**Source extract**
- - - -
Respondent with a citation to his nonacquiscence in Anglo-Am. Direct Tea Trading Co., see 1939-1 C.B. (Pt. 1) 39, argues on brief that the holdings in Anglo-Am. Direct Tea Trading Co. and Ardbern Co. v. Commissioner, supra, as to the construction of former section 233 are incorrect and invites the Court to disavow those holdings. We decline that invitation. We also disagree with respondent’s argument that the applicability of the rationale of the court in Ardbern is limited to those cases where a compelling equitable consideration is present so as to serve elementary justice. The Court of Appeals for the Fourth Circuit held specifically in Ardbern Co. v. Commissioner, supra at 426, that former section 233 does not forbid a taxpayer from deducting expenses when the taxpayer files, or attempts in good faith to file, a return claiming those deductions before the Commissioner determines a deficiency against the taxpayer or files a substitute return on the taxpayer’s behalf. Accord Blenheim v. Commissioner, supra at 908 (“It is true that this section [section 233 of the 1928 and 1932 Revenue Acts] contains no reference to a time element.”).

XI. Conclusion

On the basis of the foregoing, we conclude that the disputed regulations are invalid to the extent described herein. Given the plain meaning of the relevant text and the historical setting laid out in detail in this Opinion, including caselaw, legislation, legislative history, and regulations, the Secretary’s adoption of a timely filing requirement and his attempted sub silentio overruling of contrary judicial and administrative precedents is unreasonable under Natl. Muffler Dealers Association v. United States, 440 U.S. 472 (1979).30 Congress is the legislator in our system of government, and when an interpretation must be made of a tax bill enacted into law, both the judicial and executive branches of Government, the latter acting through the Treasury Department, may render that interpretation in their own constitutionally permitted ways. As one of those ways, however, it is not reasonable for the Secretary (or anyone else for that matter) to construe a statute’s unambiguous meaning in a manner contrary to that intended by Congress in passing the legislation. Such is especially so where, as here, the Secretary attempts to circumvent longstanding judicial decisions that have arrived at the plain meaning of a statute enacted decades before. After the passage of over a half of a century, during which the law on this subject has remained settled and has been relied upon by both taxpayers and the Government alike, it is simply wrong for the Secretary to attempt to resurrect a failed litigating position through the issuance of interpretative regulations.31

We hold, contrary to respondent’s determination, that section 882(c)(2) does not preclude petitioner from deducting the expenses claimed on the subject returns. We have considered all arguments made by the parties as to the manner in which we resolve this case and have found those arguments not discussed herein to be without merit.
- - - -
**Given material**
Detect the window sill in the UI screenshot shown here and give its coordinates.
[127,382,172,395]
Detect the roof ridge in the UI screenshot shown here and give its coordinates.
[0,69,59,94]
- - - -
**The task**
Reproduce the court opinion excerpt from "We hold, contrary" to "be without merit.", substituting "the taxpayer" for "petitioner".

**Exercise solution**
We hold, contrary to respondent’s determination, that section 882(c)(2) does not preclude the taxpayer from deducting the expenses claimed on the subject returns. We have considered all arguments made by the parties as to the manner in which we resolve this case and have found those arguments not discussed herein to be without merit.